** EXCERPT PROVIDED follows **

Labor Law Guy

Coming Soon to a Stimulus Project Near You: Endless Waste

Posted in Federal Labor Law, State Labor Law by laborlawguy on March 16, 2009

If you thought that four years late and $350 million over budget for the largely unneeded U.S. Capitol Visitor Center was bad, wait till you see what the projects flowing from the recent $787 billion stimulus package will cost.

The 1931 David-Bacon Act (which obviously did nothing to shorten or alleviate the Great Depression) provides that contractors for government construction projects pay a “prevailing wage” to all employees. The prevailing wage–natch–is set by the government itself, and with the Obama people running things, only Karl Marx himself knows how high that can go.

Davis-Bacon was enshrined and expanded to cover virtually everything in the recent stimulus package, so the sewer next to you might end up costing 300 percent of what it would normally cost on the open market.

** End of EXCERPT PROVIDED **

_TASKS TO PERFORM:_
[A] In the blog post on stimulus waste, how late and how far over budget was the U.S. Capitol Visitor Center?
[B] Please carry on the blog post on stimulus waste from its last sentence, in the same voice.

** PROVIDED MATERIAL follows **

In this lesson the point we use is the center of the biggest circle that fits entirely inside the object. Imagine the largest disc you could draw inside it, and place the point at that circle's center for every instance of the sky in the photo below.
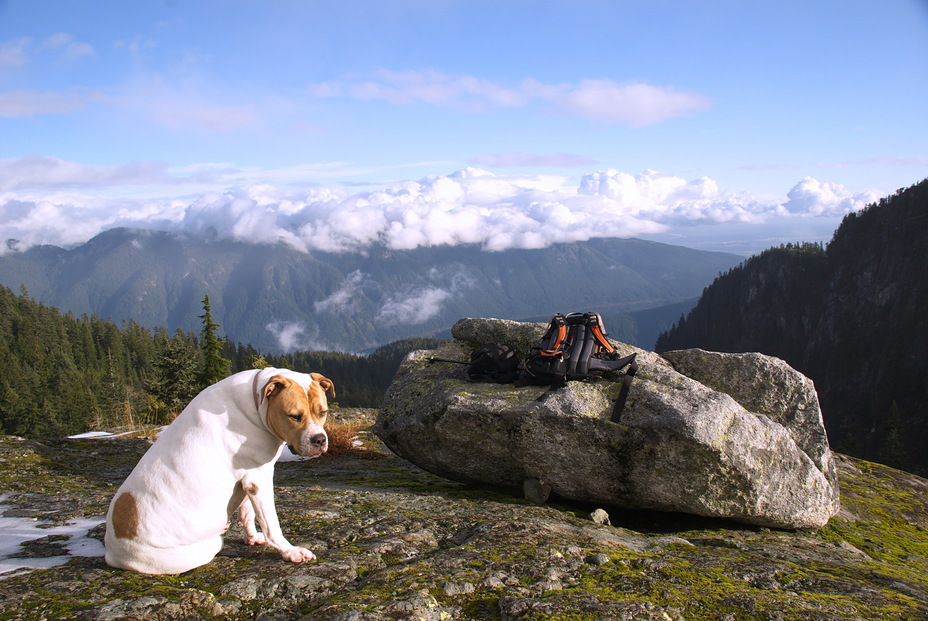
(714, 124)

** End of PROVIDED MATERIAL **

_ANSWERS BY ITEM NUMBER:_
[A] It was four years late and $350 million over budget.

[B]
Wait, it gets better. Not only is Davis-Bacon being married to stimulus projects, but Obama has issued an executive order requiring project labor agreements (PLAs)  for major construction projects, currently those costing $25 million or more, but surely and shortly to be lowered by Labor Secretary Hilda Solis, who has authority over such matters.

PLAs require contractors to accede to all union demands regarding work rules, working conditions, pay, hiring (which must be done in union hiring halls), and union dues (which must be paid even by non-union members). A PLA was and is  in place for the infamous Big Dig in Boston, which the Boston Globe projects will cost at least $22 billion, after being budgeted at $6 billion, and not be paid off until at least 2038.

Now, the irony here is that it’s Massachusetts’ Commonwealth Care medical program that the Obamaites are hoping to copy for the rest of us, and that plan makes the cost overruns of the Big Big pale in comparison.

Why does this seem like deja Great Depression all over again?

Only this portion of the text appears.